Start DATASET EXCERPTS
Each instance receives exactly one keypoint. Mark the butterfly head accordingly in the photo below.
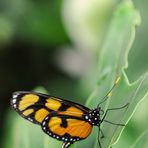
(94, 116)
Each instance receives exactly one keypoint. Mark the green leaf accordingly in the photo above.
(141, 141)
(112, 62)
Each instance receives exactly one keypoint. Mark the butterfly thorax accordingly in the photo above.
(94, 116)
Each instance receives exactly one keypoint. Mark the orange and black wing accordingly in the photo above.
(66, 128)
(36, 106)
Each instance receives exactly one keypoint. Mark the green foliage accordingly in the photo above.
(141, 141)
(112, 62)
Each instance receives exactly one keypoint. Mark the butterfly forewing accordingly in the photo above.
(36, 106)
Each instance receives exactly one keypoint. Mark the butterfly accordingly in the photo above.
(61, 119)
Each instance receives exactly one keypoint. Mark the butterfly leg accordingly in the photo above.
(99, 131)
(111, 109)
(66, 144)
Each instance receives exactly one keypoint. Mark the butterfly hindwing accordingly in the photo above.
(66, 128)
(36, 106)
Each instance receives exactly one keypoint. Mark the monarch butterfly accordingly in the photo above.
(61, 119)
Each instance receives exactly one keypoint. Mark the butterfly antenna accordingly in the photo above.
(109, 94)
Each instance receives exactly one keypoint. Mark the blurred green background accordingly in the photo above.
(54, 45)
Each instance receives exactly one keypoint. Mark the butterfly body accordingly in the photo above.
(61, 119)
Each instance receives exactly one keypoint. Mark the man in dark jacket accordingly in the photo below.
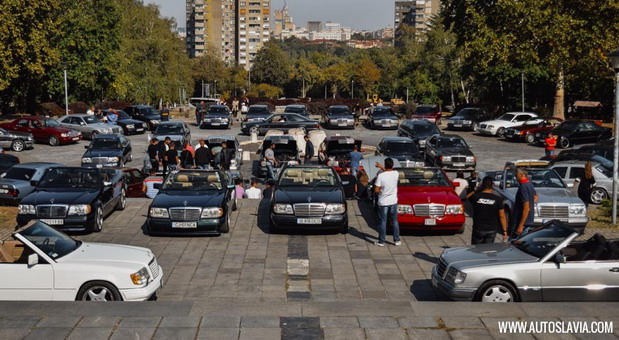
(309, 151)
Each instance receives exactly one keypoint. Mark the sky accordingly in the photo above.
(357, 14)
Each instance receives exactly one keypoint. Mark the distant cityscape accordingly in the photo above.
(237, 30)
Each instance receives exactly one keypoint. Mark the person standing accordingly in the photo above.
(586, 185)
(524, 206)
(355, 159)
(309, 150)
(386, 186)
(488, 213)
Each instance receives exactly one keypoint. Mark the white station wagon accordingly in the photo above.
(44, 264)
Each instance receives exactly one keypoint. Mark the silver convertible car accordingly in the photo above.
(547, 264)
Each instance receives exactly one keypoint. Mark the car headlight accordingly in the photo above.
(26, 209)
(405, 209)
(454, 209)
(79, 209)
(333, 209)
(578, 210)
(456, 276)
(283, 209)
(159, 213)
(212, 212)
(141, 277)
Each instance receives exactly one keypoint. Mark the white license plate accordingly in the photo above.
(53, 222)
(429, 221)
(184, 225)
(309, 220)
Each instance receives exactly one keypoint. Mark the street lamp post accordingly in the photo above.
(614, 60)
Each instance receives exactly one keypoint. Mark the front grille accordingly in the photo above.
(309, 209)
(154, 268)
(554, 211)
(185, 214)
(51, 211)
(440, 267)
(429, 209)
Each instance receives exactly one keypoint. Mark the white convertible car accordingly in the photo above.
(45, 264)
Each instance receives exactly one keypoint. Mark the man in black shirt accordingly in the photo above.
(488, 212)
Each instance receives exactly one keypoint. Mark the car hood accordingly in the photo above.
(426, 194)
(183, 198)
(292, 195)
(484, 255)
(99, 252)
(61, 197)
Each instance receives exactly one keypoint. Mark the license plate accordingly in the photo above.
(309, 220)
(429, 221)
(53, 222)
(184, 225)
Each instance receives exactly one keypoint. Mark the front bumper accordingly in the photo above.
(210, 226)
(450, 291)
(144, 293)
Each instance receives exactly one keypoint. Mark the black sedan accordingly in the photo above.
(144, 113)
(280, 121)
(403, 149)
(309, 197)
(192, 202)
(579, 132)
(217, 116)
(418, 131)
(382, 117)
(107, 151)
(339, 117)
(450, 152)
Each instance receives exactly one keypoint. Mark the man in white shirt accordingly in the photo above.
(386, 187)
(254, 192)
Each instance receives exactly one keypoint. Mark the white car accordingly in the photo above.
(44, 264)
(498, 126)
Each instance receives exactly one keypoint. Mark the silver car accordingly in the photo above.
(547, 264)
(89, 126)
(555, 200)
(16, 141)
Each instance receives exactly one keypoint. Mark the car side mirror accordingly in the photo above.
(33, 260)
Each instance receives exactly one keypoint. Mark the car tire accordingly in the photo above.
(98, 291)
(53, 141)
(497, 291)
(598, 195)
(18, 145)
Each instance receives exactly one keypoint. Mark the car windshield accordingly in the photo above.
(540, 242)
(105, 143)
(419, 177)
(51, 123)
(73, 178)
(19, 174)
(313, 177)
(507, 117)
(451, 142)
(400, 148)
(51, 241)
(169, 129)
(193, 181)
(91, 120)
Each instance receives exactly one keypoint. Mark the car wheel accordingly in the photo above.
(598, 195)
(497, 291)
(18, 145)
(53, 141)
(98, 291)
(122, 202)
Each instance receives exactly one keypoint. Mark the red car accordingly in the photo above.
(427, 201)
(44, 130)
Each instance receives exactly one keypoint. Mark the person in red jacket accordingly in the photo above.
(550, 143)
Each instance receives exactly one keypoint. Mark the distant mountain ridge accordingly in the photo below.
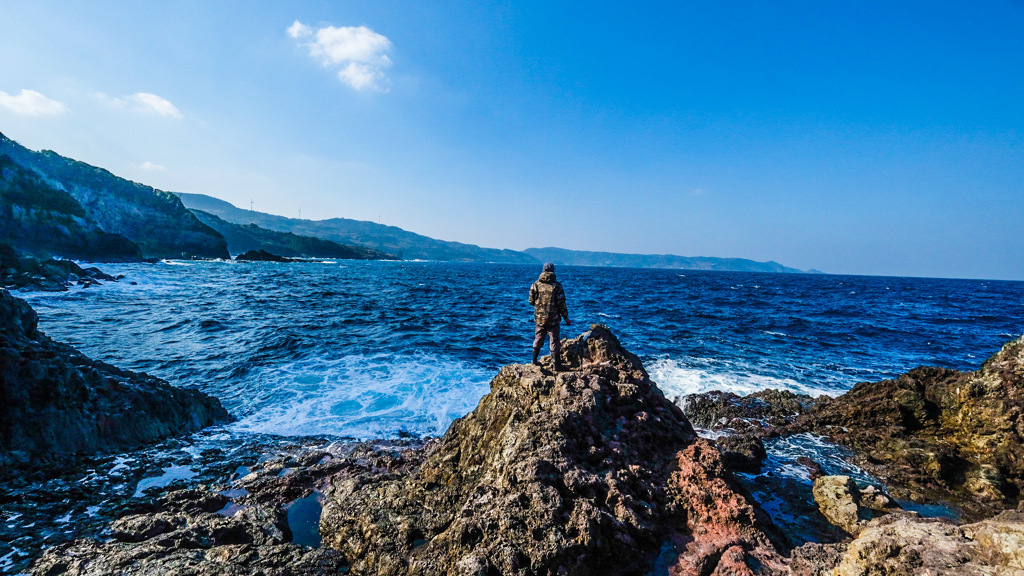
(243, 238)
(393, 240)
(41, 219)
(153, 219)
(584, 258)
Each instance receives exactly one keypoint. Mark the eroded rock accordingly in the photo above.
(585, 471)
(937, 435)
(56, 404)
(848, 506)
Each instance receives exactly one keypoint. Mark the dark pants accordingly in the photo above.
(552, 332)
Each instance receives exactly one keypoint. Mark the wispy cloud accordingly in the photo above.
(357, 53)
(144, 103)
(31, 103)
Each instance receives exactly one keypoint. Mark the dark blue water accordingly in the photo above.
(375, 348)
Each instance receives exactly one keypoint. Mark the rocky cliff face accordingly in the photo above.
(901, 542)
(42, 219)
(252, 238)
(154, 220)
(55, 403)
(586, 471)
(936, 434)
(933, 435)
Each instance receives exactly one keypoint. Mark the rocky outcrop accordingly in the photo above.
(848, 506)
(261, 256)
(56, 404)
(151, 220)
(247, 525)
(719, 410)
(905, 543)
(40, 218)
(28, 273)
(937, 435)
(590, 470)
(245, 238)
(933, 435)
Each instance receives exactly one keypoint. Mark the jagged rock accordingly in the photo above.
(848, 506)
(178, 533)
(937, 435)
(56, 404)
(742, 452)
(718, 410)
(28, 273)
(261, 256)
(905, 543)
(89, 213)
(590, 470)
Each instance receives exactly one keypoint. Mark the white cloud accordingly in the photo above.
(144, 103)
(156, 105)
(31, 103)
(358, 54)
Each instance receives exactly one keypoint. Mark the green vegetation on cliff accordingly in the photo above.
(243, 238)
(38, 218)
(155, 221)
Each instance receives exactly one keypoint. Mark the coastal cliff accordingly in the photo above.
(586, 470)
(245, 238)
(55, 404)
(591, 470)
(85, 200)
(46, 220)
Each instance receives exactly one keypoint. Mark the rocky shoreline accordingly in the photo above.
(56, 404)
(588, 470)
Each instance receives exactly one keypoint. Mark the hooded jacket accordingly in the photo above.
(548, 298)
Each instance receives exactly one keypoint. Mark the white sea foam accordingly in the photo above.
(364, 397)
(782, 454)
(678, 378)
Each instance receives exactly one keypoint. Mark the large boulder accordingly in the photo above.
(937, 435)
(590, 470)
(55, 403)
End DATASET EXCERPTS
__REQUIRED TASK__
Take the line that contains "Each instance receives exactly one keypoint. Mark the dark blue" and each line after it down to the last of the records, and retype them exactly; add nothing else.

__TASK OUTPUT__
Each instance receives exactly one keypoint. Mark the dark blue water accordingly in the photo above.
(375, 348)
Each instance receives exactly one keypoint. Mark the rocky cliff face accordingly in the photo above.
(901, 542)
(42, 219)
(252, 238)
(154, 220)
(55, 403)
(586, 471)
(936, 434)
(933, 435)
Each instance receives exactly one keypoint. Mark the rocky outcrop accordingly in the photo above.
(848, 506)
(261, 256)
(56, 404)
(151, 220)
(247, 525)
(719, 410)
(905, 543)
(40, 218)
(28, 273)
(937, 435)
(590, 470)
(245, 238)
(933, 435)
Each instance receives exactly one keypoint. Mark the jagged rock accordingly in the photo above.
(848, 506)
(178, 533)
(937, 435)
(56, 404)
(742, 452)
(718, 410)
(28, 273)
(261, 256)
(905, 543)
(89, 213)
(590, 470)
Each instance receives exactly one keypoint. Mark the white cloud accordingly in the photo above.
(144, 103)
(156, 105)
(31, 103)
(358, 54)
Each instance receives exactly one keypoint. Mark the green vegetation on cliff accordingly in the photo above.
(243, 238)
(38, 218)
(155, 221)
Each instance receives exactly one keypoint. Mark the coastal cliff accordingly in the photo above.
(586, 470)
(245, 238)
(55, 404)
(591, 470)
(85, 200)
(46, 220)
Each instance receives exactly one keypoint. Mark the rocky shoreline accordingly in the photo above.
(56, 404)
(588, 470)
Each instance receives exactly one keypoint. Mark the hooded jacket accordingly in the photo above.
(548, 298)
Each instance receives exactly one keypoint. Mark the white sea foam accordingly in the photo above.
(364, 397)
(782, 454)
(678, 378)
Each instance receives exactly one keypoint. Mark the large boulder accordingly in the photo above.
(937, 435)
(590, 470)
(55, 403)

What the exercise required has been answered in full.